— Exercise goal —
Exactly and only the lines from the one containing "Identify the flexible" through the close of the entries below are to be set down.

[Records]
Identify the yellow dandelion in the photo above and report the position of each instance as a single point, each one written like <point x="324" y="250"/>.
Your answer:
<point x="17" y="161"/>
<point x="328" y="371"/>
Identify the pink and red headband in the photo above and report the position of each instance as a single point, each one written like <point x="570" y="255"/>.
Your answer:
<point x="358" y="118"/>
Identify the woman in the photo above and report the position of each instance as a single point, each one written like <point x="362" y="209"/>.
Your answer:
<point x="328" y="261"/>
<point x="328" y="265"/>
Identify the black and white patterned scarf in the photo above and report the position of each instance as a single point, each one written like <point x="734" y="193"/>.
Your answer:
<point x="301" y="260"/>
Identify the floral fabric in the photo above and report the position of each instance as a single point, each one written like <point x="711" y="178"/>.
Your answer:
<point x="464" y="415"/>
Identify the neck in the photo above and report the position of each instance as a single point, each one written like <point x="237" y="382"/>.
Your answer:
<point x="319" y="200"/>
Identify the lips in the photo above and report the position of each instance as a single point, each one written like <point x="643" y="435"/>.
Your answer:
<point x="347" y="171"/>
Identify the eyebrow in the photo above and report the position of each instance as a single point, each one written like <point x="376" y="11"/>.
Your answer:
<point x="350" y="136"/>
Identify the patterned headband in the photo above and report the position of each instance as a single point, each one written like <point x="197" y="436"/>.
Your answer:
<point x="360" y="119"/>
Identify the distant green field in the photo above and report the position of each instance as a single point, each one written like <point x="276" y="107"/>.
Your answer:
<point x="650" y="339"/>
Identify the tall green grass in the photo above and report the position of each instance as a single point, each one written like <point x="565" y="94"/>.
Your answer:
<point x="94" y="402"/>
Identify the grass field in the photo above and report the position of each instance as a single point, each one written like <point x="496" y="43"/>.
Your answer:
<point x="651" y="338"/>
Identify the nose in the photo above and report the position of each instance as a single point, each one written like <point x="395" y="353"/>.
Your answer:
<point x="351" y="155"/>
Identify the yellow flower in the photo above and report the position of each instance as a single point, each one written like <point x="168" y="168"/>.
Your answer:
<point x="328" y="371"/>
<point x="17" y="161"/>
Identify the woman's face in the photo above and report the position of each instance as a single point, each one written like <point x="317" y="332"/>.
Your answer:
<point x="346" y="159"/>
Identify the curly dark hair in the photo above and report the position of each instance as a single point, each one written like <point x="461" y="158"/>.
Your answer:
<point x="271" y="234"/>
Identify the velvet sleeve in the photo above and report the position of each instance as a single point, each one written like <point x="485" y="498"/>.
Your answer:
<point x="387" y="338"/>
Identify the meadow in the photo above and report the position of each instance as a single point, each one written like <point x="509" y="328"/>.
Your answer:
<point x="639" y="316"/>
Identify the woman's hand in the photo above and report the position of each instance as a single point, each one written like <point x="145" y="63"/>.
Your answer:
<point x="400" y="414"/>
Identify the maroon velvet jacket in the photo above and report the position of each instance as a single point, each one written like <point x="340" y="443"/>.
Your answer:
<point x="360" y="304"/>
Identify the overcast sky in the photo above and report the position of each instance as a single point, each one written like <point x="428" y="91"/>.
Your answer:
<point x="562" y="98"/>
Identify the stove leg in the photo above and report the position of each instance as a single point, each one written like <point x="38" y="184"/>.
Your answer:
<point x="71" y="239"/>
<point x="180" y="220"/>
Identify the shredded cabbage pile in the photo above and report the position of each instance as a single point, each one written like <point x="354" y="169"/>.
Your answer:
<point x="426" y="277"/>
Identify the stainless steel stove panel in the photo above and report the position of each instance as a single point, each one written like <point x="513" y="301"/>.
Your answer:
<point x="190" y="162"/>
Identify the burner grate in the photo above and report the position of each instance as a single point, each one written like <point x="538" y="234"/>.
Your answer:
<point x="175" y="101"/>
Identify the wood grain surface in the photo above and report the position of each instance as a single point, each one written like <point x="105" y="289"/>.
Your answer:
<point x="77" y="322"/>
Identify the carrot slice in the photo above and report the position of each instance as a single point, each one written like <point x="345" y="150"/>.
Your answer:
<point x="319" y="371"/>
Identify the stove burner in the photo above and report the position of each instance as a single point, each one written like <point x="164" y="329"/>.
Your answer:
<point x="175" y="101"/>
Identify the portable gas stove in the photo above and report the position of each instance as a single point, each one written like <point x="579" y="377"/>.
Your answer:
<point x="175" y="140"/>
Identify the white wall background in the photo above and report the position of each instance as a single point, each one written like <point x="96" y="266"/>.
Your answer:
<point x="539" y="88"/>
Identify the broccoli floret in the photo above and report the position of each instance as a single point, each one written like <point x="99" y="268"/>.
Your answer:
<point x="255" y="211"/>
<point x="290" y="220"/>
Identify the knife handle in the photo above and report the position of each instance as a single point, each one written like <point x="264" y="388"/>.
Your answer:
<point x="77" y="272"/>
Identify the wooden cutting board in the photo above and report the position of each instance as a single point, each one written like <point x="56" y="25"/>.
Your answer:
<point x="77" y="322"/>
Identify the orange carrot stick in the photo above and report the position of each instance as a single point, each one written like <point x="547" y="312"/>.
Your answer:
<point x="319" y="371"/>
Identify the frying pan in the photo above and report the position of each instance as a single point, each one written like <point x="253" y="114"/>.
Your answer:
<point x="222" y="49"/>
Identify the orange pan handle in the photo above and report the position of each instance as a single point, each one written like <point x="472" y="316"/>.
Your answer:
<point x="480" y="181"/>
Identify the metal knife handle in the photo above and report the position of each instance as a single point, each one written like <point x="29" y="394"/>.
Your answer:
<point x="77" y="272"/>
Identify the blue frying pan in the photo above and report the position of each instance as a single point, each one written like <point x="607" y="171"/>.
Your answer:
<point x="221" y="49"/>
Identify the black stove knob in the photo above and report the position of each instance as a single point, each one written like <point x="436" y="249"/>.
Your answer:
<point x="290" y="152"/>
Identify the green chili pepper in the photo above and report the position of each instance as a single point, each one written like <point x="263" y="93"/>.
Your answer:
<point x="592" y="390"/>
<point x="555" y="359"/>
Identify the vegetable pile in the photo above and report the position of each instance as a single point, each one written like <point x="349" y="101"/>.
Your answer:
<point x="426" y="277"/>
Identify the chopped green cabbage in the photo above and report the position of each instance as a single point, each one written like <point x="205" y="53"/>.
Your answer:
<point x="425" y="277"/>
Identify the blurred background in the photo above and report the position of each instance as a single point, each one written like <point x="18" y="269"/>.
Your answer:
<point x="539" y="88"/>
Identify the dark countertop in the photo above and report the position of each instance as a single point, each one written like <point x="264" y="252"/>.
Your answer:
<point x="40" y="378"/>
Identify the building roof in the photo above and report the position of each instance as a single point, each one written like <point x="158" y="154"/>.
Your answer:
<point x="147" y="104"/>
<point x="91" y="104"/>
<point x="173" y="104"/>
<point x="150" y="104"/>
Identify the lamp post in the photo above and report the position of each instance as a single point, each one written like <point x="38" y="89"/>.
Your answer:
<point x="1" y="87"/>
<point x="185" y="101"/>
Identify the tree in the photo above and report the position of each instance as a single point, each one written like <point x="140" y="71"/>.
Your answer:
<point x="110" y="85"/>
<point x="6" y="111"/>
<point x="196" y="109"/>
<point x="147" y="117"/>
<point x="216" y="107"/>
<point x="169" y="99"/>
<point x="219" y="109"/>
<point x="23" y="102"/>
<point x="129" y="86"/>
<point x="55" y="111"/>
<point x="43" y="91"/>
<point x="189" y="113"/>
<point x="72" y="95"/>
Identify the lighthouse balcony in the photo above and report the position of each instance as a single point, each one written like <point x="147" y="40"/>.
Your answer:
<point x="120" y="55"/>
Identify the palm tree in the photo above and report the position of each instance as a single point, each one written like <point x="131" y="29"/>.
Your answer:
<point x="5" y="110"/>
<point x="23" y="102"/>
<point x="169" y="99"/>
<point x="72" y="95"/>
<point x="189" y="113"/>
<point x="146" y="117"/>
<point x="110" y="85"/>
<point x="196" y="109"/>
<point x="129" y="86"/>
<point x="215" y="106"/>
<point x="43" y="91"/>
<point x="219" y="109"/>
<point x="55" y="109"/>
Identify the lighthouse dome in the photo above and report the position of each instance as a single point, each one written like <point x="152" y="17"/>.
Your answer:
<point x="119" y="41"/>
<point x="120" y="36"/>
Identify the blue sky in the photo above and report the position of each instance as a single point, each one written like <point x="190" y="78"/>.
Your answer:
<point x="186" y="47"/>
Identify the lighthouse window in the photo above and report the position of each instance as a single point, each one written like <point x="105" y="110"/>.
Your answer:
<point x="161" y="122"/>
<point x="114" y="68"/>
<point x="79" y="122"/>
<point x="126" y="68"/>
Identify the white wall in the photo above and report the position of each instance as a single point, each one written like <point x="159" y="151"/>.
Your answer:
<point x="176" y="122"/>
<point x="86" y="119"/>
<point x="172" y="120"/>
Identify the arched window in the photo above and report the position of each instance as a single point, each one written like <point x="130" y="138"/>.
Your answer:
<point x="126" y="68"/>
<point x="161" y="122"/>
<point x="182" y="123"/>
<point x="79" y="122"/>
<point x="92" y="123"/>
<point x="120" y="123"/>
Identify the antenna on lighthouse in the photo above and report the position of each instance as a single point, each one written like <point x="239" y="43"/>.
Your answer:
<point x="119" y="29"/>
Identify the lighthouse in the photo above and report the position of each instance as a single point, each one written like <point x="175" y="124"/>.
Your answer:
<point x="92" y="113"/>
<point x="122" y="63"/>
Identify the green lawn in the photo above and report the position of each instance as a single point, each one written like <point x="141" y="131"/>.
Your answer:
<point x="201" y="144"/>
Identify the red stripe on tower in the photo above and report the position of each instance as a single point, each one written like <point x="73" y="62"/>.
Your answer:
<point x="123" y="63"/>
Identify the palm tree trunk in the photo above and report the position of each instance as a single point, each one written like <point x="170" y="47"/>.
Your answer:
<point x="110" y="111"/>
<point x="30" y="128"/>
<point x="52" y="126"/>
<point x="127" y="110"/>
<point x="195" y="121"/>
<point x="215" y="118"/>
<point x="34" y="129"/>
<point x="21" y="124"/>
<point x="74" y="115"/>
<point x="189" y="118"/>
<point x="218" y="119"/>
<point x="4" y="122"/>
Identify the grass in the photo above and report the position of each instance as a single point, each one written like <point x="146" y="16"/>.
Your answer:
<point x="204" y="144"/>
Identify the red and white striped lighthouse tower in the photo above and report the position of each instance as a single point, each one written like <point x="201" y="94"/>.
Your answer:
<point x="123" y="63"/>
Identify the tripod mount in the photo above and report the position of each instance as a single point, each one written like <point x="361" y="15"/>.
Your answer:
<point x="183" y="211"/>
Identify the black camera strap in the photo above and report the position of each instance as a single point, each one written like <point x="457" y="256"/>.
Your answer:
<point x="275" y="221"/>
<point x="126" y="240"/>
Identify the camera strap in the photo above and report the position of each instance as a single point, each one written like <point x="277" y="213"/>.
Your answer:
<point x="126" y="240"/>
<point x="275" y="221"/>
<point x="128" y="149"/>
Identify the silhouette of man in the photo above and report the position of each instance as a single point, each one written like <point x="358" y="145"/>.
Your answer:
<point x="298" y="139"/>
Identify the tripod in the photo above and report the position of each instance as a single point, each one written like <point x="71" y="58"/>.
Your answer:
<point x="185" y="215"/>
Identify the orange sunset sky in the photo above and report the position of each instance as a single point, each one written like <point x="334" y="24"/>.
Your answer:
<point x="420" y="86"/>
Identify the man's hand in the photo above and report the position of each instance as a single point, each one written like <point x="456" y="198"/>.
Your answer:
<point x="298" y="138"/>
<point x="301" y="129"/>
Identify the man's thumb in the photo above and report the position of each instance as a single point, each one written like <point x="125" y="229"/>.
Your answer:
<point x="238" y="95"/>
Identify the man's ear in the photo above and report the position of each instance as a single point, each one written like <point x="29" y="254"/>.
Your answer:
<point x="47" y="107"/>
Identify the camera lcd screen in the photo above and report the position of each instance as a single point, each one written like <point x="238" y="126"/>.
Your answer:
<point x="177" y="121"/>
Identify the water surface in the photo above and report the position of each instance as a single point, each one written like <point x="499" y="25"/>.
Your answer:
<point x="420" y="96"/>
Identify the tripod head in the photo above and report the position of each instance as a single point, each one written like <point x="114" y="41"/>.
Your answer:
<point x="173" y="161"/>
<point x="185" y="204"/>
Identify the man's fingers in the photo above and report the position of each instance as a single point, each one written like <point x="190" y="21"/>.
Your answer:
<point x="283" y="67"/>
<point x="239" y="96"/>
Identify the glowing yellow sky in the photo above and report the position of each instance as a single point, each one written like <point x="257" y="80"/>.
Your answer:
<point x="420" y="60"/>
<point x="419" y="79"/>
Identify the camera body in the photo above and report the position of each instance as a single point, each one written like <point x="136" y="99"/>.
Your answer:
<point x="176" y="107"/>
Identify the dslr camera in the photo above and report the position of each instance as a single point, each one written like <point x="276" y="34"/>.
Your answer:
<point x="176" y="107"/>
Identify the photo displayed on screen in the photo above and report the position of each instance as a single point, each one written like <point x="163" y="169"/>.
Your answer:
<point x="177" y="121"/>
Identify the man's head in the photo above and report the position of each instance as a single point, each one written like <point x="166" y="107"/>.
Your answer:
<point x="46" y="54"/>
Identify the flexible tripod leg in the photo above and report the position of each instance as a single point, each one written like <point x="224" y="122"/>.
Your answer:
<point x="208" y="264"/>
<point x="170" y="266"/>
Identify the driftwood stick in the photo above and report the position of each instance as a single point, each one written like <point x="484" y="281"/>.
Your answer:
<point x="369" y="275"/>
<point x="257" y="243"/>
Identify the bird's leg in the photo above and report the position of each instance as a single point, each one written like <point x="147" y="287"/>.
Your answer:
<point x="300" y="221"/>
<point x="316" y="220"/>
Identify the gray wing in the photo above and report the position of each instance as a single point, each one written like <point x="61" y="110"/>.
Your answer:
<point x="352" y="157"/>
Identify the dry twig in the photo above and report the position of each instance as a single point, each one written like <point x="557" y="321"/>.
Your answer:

— Response to the task —
Identify the flexible tripod leg in the photo above and report the position of each instance as a single point, each one written like <point x="224" y="122"/>.
Your answer:
<point x="208" y="264"/>
<point x="170" y="266"/>
Identify the driftwood stick in the photo above and report the position of each instance as a single point, each one written like <point x="484" y="281"/>.
Your answer:
<point x="369" y="275"/>
<point x="257" y="243"/>
Identify the bird's leg in the photo above and report the position of each instance as a single point, each one written like <point x="147" y="287"/>.
Your answer:
<point x="300" y="221"/>
<point x="316" y="220"/>
Identify the gray wing in the photo above and report the position of each instance as a single point, each one written like <point x="61" y="110"/>.
Your answer:
<point x="352" y="157"/>
Identify the dry twig in the photo above and report the position of each instance as a single point, each one written like <point x="557" y="321"/>.
Your answer:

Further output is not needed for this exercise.